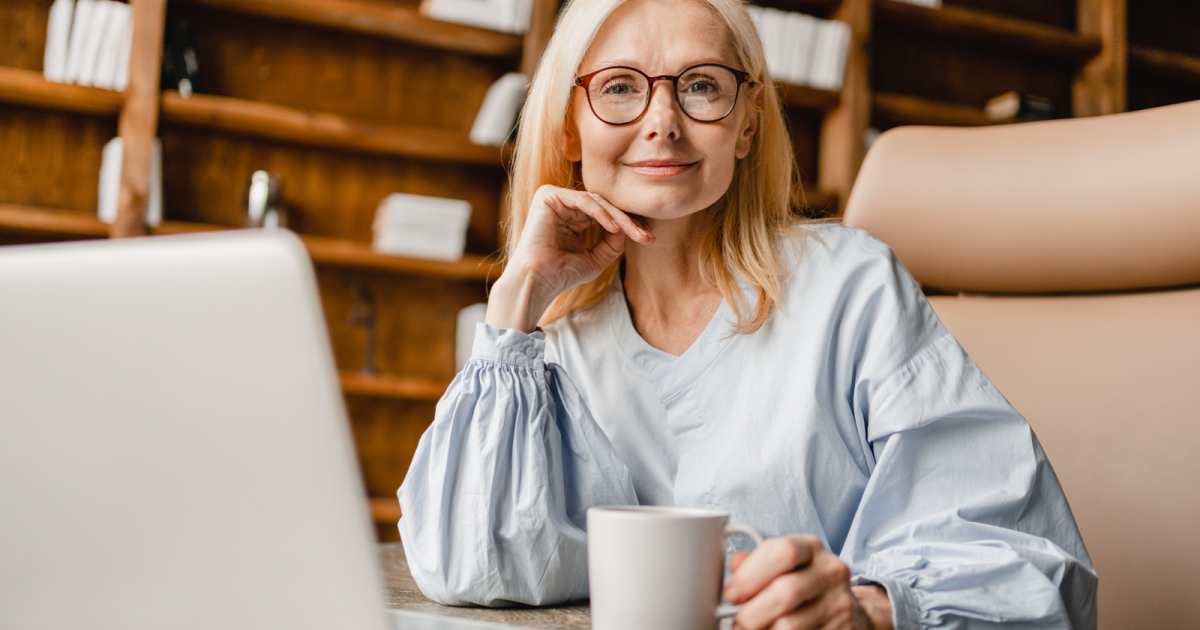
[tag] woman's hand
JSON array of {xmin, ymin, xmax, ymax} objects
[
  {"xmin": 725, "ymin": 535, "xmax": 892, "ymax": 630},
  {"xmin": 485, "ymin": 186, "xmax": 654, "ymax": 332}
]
++++++++++++++++++++
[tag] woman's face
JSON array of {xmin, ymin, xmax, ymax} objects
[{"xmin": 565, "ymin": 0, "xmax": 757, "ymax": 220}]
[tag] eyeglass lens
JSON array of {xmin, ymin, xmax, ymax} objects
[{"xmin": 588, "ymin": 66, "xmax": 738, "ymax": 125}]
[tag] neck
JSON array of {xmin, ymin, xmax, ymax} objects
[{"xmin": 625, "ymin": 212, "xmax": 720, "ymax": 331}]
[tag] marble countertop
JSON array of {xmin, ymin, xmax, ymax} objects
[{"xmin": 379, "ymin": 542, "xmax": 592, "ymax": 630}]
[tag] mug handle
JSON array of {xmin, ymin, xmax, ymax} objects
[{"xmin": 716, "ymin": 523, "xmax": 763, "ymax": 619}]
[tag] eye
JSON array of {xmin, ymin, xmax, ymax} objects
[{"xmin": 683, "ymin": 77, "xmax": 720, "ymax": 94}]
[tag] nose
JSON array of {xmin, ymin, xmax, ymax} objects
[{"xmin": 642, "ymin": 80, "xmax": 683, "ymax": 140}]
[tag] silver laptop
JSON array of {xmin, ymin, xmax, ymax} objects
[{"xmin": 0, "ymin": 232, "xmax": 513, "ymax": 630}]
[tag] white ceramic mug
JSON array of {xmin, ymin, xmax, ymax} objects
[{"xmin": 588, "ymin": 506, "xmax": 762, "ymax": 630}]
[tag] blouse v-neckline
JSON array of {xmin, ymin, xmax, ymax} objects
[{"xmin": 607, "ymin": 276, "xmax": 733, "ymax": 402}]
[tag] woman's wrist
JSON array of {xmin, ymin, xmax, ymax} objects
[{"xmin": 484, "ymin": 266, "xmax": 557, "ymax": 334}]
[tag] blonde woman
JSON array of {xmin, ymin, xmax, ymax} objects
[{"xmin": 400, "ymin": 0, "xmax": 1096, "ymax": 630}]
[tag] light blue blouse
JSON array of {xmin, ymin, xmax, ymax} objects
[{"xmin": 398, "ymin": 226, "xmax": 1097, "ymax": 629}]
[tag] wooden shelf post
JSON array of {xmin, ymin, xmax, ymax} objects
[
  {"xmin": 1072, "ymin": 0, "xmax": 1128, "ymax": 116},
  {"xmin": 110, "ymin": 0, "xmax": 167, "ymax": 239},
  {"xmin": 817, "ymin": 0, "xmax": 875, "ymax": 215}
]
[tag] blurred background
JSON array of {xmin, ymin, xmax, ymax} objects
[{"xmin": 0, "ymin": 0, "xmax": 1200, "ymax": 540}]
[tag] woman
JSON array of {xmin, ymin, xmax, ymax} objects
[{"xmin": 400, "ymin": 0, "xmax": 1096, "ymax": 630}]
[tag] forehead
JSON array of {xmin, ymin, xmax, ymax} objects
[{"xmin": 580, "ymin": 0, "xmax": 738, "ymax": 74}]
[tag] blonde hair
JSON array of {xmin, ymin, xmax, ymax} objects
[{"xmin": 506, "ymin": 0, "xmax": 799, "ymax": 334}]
++++++++++++++++++++
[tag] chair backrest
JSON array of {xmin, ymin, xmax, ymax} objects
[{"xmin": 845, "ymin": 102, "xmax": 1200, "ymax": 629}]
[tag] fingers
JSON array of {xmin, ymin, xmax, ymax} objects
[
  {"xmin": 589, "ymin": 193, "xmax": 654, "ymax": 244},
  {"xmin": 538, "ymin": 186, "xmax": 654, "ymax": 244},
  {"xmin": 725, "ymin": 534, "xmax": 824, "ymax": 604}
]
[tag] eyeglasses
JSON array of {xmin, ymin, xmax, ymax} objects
++++++++++++++++++++
* [WHAT IS NEEDED]:
Pull out every line of the listing that contains the word "blouse", matching case exactly.

* [RESULT OF THE EXERCISE]:
[tag] blouse v-neckline
[tag] light blue blouse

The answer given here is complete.